__Exercise goal__
Which lines in the records below contain the string "sink"? Find each one and copy it whole.

═════ Data to process

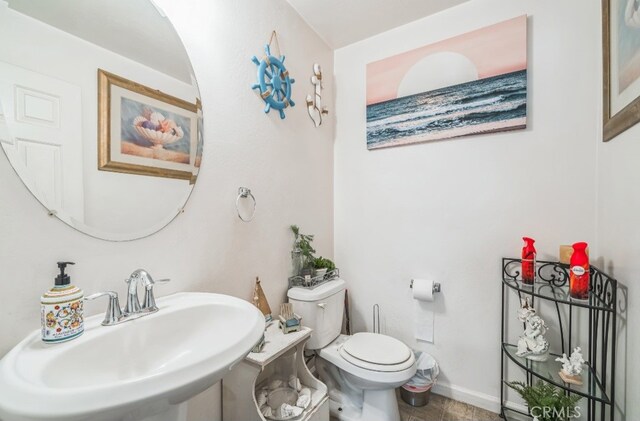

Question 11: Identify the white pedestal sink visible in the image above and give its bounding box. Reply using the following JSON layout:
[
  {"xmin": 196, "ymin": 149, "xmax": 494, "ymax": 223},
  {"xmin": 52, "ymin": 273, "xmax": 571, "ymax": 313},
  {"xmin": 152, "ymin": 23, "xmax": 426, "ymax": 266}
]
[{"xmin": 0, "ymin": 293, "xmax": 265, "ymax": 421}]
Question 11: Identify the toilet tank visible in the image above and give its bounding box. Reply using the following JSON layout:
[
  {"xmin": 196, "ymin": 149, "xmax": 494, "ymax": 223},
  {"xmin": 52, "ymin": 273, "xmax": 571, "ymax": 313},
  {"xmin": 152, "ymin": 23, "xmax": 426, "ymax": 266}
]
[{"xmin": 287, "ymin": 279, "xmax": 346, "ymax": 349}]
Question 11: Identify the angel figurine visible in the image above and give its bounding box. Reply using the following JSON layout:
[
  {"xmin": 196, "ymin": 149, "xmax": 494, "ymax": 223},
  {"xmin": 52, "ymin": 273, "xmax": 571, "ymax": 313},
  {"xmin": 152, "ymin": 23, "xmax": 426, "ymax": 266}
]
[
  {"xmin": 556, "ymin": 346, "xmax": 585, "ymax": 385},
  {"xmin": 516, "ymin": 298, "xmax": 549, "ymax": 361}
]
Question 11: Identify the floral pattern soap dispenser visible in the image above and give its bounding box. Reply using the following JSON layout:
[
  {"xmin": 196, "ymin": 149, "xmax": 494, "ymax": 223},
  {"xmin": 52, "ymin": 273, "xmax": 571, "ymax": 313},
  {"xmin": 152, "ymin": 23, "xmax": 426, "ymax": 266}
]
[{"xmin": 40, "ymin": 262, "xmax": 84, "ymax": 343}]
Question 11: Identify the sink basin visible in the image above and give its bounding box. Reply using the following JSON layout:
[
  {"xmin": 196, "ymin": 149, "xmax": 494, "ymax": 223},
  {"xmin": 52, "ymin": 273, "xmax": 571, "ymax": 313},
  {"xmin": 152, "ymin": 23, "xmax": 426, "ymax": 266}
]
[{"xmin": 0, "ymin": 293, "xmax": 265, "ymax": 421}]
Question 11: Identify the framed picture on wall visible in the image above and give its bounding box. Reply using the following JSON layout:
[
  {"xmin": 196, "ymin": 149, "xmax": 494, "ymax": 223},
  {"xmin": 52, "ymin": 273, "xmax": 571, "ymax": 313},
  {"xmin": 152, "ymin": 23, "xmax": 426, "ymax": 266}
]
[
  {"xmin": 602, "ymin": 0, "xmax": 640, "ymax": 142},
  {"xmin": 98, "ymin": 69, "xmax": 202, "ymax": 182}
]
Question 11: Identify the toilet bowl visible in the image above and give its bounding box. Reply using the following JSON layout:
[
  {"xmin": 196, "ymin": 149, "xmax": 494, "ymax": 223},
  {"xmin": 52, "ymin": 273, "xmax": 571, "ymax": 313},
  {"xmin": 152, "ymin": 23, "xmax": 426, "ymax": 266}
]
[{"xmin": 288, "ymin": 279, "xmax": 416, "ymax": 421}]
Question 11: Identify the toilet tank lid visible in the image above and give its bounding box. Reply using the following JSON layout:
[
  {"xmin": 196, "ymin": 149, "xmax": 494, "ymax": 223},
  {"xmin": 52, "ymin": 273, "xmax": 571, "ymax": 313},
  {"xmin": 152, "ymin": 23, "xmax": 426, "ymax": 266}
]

══════════

__Correct answer__
Question 11: Identify the white pedestal sink visible in the image above and give its bounding box. Reply using the following JSON layout:
Question 11: Identify the sink basin visible in the image above and give its bounding box. Reply using the following JSON layout:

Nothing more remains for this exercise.